# start of Material provided
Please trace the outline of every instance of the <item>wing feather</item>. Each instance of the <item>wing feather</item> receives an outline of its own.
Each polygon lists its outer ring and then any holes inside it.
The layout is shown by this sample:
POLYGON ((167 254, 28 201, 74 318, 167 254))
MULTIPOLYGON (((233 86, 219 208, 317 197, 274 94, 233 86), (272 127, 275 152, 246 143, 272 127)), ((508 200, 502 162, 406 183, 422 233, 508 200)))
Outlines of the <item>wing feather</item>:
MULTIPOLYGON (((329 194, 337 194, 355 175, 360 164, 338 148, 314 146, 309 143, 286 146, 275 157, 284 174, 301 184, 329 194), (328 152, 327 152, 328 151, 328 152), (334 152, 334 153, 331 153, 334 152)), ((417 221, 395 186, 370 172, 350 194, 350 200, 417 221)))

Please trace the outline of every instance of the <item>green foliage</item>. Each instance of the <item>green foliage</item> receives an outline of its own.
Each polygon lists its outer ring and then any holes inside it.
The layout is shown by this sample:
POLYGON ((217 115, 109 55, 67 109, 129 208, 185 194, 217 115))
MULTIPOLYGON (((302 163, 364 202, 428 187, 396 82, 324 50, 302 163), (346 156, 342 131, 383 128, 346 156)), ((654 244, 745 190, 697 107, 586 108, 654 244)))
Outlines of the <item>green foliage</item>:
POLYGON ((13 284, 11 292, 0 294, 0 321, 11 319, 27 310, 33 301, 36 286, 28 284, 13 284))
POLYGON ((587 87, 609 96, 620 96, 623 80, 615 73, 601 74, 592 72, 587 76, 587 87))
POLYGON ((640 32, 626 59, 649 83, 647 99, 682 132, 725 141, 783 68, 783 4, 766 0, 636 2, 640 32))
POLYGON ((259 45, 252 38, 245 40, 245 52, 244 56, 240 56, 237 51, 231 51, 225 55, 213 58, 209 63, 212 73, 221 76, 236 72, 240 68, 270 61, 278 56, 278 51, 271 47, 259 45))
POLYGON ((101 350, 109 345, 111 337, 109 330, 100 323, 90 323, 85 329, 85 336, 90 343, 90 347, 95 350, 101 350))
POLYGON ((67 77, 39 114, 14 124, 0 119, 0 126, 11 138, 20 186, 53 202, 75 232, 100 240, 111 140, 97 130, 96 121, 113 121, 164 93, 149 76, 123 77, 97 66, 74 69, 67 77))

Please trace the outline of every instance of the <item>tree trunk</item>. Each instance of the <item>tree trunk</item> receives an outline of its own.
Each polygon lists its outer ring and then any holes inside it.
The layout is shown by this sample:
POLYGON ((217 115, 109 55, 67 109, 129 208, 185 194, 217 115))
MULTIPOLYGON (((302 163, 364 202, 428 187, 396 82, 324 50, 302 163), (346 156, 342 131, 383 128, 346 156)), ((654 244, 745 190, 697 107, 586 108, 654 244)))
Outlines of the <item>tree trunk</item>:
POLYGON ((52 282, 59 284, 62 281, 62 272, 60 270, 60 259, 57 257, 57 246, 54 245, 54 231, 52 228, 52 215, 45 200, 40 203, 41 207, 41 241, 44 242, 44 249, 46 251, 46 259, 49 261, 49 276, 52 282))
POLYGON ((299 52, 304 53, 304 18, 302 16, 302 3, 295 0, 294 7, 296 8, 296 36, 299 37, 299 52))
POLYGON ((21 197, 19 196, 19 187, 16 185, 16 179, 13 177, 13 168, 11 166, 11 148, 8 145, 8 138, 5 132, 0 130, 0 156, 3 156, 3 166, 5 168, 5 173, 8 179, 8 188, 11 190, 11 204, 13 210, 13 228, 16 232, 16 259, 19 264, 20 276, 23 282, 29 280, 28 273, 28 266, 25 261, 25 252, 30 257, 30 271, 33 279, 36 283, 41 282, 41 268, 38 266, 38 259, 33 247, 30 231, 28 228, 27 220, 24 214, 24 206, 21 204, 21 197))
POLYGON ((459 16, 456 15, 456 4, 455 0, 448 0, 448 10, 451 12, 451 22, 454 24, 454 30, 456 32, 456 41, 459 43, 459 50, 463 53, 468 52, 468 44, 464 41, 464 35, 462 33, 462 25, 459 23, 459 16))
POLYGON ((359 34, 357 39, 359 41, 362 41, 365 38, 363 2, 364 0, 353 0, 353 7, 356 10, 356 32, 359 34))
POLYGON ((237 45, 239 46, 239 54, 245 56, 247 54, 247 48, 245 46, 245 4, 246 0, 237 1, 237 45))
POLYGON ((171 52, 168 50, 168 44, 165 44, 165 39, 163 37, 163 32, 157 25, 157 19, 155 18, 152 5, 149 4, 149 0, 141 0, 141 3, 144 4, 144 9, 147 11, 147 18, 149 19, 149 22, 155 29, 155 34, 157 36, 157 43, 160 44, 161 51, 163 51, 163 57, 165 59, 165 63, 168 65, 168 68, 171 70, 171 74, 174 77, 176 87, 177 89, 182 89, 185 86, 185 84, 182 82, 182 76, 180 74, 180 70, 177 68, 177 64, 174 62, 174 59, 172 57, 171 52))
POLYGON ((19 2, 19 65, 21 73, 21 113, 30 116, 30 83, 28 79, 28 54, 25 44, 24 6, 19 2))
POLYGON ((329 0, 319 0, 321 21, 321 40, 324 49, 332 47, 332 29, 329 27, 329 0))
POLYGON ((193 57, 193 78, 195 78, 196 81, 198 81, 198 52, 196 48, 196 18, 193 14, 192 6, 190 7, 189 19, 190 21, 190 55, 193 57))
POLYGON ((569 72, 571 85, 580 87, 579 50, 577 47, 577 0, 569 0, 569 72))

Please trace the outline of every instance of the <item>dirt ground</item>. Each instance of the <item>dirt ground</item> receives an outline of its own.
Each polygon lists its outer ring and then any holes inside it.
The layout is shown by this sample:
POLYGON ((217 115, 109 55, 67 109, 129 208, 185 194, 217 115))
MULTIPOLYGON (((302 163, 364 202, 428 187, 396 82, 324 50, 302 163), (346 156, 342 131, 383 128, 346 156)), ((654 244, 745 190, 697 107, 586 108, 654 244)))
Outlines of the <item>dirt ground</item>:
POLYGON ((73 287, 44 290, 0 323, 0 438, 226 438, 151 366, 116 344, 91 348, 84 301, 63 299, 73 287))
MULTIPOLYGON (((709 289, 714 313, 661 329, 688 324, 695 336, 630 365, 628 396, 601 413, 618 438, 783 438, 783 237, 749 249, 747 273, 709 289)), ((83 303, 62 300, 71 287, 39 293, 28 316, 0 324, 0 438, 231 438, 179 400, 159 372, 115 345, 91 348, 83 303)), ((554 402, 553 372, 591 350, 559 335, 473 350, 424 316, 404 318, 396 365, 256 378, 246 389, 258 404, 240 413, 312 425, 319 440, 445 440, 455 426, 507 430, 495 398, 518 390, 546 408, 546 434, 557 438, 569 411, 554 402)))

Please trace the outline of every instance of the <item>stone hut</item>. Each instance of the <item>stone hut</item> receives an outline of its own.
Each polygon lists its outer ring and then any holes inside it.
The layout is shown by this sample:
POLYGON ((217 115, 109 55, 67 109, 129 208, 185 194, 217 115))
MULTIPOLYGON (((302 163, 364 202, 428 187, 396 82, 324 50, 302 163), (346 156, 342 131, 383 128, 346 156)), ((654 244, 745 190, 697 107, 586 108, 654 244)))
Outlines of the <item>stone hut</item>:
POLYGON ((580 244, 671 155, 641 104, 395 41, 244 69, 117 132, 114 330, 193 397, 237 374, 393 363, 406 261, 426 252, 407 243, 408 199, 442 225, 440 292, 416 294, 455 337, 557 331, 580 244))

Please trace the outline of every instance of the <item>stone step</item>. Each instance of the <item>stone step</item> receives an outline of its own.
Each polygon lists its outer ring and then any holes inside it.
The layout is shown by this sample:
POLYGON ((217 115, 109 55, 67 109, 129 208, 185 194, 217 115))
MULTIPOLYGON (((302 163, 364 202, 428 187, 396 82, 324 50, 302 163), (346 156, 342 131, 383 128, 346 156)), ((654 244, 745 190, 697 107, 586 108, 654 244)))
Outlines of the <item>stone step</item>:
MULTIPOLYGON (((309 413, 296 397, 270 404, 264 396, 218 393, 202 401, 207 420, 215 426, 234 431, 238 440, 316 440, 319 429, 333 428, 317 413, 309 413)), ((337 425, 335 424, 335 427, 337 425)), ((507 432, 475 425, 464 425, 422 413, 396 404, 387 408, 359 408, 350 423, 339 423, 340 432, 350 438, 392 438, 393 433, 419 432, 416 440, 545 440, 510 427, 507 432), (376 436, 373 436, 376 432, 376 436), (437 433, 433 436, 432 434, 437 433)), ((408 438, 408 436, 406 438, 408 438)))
# end of Material provided
Aim of the task: Reproduce the material from its beginning through the line containing "MULTIPOLYGON (((329 194, 337", copying every line in order. Multiply each coordinate in the listed outlines of the wing feather by 0.8 and round to whole numbers, with halves rounded up. Leave all other lines unchanged, including the sample layouts.

Solution to the problem:
Please trace the outline of every instance of the <item>wing feather</item>. Each instance of the <item>wing feather</item> receives an outline of its own.
Each polygon lists its outer ring and then any holes inside it.
The layout is shown by this sample:
POLYGON ((167 254, 28 201, 74 318, 167 254))
MULTIPOLYGON (((233 86, 219 208, 317 197, 274 94, 233 86), (272 127, 275 152, 246 143, 272 127)), ((508 200, 502 162, 406 183, 422 233, 508 200)))
Outlines of the <item>wing feather</item>:
MULTIPOLYGON (((263 155, 270 155, 284 140, 288 131, 270 118, 251 117, 247 114, 229 117, 220 126, 227 139, 241 147, 263 155), (262 122, 262 122, 262 121, 262 122), (267 122, 267 122, 265 122, 267 122)), ((334 177, 316 149, 296 138, 280 155, 280 160, 334 177)))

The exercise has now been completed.